- _WORK TO COMPLETE_: Find every line in the rows below that contains the string "window", and copy each of those lines unchanged.

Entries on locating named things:
==================================================

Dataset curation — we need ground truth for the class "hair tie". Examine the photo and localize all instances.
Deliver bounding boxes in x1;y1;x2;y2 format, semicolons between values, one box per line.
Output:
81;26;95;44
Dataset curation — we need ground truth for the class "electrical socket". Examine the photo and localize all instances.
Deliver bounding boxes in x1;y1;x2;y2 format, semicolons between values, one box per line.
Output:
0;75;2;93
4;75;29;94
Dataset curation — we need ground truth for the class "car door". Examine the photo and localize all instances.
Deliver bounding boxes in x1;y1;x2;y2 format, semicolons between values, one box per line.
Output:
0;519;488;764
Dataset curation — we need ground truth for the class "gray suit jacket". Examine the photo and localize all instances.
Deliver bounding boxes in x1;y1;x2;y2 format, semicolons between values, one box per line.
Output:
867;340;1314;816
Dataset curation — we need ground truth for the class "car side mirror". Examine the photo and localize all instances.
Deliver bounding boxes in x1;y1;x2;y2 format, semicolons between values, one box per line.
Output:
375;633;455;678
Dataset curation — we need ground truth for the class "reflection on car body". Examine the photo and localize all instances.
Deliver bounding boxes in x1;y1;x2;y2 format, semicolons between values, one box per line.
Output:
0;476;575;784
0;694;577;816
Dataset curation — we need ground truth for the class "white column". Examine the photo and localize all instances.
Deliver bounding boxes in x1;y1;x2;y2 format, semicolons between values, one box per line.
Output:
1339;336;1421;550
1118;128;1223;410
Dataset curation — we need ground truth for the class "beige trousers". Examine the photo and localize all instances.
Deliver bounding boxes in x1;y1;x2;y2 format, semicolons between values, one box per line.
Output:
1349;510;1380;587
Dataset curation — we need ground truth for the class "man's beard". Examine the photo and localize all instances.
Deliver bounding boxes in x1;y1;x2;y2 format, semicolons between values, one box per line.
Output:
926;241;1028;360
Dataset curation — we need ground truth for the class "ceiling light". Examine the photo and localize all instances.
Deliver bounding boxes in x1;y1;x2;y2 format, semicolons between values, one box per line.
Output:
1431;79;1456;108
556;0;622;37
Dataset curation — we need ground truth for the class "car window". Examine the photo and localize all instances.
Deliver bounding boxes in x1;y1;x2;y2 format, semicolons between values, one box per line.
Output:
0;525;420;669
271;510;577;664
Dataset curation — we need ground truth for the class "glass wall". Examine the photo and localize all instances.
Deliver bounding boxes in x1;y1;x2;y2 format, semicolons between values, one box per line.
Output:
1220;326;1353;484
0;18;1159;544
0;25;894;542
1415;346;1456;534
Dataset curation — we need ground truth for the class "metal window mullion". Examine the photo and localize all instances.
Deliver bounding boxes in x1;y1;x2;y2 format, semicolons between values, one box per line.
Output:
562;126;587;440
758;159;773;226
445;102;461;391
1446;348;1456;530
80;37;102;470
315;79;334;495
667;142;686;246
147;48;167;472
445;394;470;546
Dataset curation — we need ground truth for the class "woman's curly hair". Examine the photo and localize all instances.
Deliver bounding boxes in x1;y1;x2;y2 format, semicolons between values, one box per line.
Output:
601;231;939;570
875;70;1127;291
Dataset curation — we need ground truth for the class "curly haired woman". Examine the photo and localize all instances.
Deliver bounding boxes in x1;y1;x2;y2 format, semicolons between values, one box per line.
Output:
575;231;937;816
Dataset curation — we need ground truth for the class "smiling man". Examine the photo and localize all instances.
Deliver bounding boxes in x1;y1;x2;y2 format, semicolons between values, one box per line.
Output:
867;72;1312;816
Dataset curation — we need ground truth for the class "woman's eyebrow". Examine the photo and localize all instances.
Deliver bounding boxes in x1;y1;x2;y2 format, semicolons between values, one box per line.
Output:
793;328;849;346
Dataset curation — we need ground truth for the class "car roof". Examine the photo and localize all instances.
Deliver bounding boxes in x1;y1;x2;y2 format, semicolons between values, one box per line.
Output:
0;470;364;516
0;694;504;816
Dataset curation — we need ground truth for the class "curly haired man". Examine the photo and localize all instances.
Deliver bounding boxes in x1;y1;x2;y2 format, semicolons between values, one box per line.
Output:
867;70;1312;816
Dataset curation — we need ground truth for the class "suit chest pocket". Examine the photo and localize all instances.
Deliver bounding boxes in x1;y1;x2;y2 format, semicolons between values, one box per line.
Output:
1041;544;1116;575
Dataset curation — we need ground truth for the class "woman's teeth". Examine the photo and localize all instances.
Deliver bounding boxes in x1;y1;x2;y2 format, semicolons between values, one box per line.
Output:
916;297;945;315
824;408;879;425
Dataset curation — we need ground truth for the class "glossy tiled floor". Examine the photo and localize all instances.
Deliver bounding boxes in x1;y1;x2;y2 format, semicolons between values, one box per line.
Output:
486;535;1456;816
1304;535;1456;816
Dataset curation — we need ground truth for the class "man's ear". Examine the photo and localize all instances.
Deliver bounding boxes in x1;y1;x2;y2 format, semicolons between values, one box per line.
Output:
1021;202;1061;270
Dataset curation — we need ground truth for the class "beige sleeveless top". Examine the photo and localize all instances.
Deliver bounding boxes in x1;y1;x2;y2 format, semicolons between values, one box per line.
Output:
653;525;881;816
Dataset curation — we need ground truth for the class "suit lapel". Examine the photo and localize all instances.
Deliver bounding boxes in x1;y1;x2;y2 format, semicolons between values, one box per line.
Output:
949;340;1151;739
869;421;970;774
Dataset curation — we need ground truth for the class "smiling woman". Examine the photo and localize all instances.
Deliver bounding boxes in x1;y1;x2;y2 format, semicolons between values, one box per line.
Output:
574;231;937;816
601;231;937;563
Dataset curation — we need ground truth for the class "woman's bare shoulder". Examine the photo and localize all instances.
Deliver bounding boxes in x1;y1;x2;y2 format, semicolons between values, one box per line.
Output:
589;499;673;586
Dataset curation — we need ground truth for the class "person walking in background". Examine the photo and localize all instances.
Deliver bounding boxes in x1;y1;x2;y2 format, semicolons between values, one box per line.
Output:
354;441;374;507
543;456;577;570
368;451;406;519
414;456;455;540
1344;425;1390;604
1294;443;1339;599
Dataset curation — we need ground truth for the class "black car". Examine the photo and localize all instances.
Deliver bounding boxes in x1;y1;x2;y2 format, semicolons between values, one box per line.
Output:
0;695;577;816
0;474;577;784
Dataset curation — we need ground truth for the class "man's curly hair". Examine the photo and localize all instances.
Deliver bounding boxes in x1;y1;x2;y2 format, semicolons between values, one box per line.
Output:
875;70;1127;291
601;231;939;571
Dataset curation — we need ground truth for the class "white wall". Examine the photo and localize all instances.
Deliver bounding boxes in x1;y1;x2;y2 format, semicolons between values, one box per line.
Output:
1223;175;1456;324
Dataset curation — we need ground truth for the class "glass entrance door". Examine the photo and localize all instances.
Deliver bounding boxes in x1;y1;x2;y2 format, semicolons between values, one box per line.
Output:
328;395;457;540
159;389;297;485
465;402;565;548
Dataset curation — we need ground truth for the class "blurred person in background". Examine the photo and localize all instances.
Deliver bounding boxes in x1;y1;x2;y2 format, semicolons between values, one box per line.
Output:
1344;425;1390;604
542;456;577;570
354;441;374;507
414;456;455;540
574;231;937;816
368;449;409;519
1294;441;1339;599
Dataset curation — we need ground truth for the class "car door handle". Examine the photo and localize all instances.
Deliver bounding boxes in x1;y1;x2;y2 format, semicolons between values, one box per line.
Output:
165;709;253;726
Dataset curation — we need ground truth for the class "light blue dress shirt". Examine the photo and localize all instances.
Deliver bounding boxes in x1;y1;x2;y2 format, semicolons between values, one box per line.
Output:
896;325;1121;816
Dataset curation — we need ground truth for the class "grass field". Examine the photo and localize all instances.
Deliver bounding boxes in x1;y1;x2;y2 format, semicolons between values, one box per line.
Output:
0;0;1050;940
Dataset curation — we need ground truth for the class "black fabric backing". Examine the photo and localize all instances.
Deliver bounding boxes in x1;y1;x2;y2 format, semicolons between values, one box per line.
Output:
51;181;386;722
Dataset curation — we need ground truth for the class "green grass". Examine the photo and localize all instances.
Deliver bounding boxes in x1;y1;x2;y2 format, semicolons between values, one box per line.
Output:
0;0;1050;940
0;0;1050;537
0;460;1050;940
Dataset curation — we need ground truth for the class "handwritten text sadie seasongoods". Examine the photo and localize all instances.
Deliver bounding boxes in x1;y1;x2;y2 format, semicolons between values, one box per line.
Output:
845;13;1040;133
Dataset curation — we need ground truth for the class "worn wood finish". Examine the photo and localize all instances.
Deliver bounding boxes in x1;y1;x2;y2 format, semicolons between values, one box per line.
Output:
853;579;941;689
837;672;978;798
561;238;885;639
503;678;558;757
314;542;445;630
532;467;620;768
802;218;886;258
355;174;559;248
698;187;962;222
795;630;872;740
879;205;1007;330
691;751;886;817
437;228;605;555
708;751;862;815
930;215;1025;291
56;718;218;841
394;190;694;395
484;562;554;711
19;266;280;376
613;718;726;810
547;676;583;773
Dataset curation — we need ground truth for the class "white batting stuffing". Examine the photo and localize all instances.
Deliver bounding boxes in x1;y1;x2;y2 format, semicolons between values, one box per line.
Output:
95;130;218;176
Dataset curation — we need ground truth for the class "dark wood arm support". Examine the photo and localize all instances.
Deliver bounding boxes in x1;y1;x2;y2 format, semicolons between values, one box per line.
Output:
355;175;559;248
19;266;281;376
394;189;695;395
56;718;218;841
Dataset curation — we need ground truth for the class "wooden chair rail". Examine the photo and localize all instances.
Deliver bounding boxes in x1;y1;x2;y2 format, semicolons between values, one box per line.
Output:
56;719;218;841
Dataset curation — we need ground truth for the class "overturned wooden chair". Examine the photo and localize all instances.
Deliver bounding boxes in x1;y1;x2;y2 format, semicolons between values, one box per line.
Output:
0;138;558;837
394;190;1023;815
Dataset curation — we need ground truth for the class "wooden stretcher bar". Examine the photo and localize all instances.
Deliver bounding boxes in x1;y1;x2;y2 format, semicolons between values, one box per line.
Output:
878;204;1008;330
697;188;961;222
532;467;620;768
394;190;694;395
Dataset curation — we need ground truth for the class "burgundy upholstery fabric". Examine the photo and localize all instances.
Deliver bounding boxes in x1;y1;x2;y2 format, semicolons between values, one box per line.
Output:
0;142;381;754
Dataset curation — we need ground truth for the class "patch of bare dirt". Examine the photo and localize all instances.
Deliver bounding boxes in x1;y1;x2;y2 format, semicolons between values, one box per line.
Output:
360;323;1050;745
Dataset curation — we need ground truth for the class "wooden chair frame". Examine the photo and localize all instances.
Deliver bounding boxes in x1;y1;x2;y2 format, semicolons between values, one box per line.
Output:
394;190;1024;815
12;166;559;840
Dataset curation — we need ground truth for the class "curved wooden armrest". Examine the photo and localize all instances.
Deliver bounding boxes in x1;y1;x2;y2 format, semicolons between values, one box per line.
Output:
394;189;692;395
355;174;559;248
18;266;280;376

==================================================

- _RESULT OF THIS EXERCISE_:
Dataset curation — we need ground truth for the class "car window". Examine the photo and localize all instances.
Dataset curation — we need ground truth for the class "metal window mullion". Examine the photo and localize all instances.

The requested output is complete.